- [Task brief]:
Word-for-word transcription is needed for all of the entries.

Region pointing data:
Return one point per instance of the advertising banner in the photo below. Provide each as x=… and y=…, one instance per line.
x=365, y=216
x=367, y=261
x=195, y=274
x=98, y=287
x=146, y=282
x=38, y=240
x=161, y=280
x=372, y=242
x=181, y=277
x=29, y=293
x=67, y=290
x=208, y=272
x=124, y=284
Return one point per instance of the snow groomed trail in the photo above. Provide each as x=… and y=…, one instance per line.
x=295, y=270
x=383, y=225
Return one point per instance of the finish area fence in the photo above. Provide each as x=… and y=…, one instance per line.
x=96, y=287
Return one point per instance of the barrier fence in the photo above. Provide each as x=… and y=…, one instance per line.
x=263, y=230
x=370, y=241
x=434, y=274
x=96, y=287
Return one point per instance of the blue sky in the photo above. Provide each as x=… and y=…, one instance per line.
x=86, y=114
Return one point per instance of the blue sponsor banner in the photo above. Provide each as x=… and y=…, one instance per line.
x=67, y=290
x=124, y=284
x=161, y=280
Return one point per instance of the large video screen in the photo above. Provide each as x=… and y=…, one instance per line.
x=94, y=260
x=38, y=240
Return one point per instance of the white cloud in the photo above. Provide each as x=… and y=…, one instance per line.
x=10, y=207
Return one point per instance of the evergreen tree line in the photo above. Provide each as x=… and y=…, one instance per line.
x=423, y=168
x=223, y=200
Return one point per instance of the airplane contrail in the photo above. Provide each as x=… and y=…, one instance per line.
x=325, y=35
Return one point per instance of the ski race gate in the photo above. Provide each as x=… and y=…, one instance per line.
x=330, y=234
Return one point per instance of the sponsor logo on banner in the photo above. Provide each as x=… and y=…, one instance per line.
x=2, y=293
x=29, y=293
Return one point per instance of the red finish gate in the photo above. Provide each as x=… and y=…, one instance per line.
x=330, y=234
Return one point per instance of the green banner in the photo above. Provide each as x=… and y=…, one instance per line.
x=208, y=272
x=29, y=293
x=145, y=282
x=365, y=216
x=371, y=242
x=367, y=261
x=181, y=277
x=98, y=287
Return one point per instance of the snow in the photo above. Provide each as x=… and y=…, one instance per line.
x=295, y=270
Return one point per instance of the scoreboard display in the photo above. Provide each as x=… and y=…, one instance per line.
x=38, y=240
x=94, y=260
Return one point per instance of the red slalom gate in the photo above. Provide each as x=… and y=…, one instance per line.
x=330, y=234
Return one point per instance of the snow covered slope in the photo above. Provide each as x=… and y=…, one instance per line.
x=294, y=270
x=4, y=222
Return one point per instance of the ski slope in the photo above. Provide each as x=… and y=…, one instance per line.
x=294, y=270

- [Solution for this problem]:
Return one point per instance of the advertising banner in the photo below. Provide each as x=… and y=…, one instance per line.
x=365, y=216
x=367, y=261
x=195, y=274
x=98, y=287
x=146, y=282
x=38, y=240
x=161, y=280
x=372, y=242
x=181, y=277
x=29, y=293
x=67, y=290
x=208, y=272
x=124, y=284
Return one point per instance of the snow groomed trail in the photo above. Provide each as x=… and y=…, one instance per line.
x=295, y=270
x=383, y=225
Return one point per instance of the finish area fence in the photo above. Provide each as x=… and y=…, one instance per line.
x=96, y=287
Return one point per instance of the barrier fence in the photo above. Provide each as x=… and y=…, one instance per line.
x=263, y=230
x=370, y=241
x=434, y=274
x=96, y=287
Return one point per instance of the blue sky in the photo above. Provide each as x=… and y=…, one instance per line.
x=86, y=114
Return one point per instance of the blue sponsor banner in the photo above. Provide each as x=… and y=…, one instance per line.
x=67, y=290
x=124, y=284
x=161, y=280
Return one point per instance of the large video screen in the photo above. Provide each as x=… and y=…, one instance per line.
x=94, y=260
x=38, y=240
Return one point per instance of the white cloud in the photo above. Provide each as x=… and y=…, one instance per line.
x=10, y=207
Return one point per instance of the evergreen tree line in the photo above. Provide each as x=… and y=…, one instance per line.
x=423, y=168
x=223, y=200
Return one point per instance of the airplane contrail in the photo above. Provide each as x=… and y=…, one instance per line.
x=325, y=35
Return one point per instance of the ski race gate in the photo above. Provide each as x=… and y=…, one instance per line.
x=330, y=234
Return one point per instance of the sponsor logo on banner in the photo above. Provide each as x=… and y=…, one instance per line.
x=2, y=293
x=29, y=293
Return one point per instance of the red finish gate in the photo above. Provide each as x=… and y=…, one instance per line.
x=330, y=234
Return one point per instance of the green banner in the photo above. Provide each as x=… and y=…, one instance per line.
x=208, y=272
x=29, y=293
x=145, y=282
x=365, y=216
x=371, y=242
x=367, y=261
x=181, y=277
x=98, y=287
Return one point per instance of the snow in the photo above. Provide each as x=… and y=…, one instance per line.
x=295, y=270
Return one point per instance of the scoreboard display in the photo above. Provide each as x=… and y=…, one instance per line.
x=38, y=240
x=94, y=260
Return one point per instance of the red slalom gate in the photo above. Provide each as x=… and y=…, one instance per line.
x=330, y=234
Return one point per instance of the snow covered slope in the photo above. Provide each as x=… and y=…, one instance per line.
x=294, y=270
x=4, y=222
Return one point per instance of the ski slope in the photo above. Provide each as x=… and y=…, one instance per line.
x=294, y=270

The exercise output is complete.